_Task prompt:_ Copy the data verbatim, starting at its first line and ending with the line that contains "(202, 140), (238, 181)", and omit the pictures.

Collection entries
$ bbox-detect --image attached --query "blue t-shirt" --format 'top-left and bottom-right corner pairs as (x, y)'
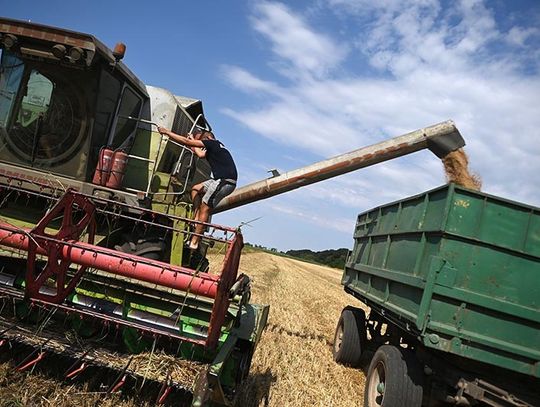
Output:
(202, 140), (238, 181)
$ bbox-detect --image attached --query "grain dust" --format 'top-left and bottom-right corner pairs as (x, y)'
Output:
(442, 148), (482, 191)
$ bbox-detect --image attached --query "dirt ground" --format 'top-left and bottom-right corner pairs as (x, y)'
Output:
(0, 252), (365, 407)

_Written response:_
$ bbox-detect --image attached --query "blue t-shirt" --format 'top-left and bottom-right corner pairs as (x, y)'
Output:
(202, 140), (238, 181)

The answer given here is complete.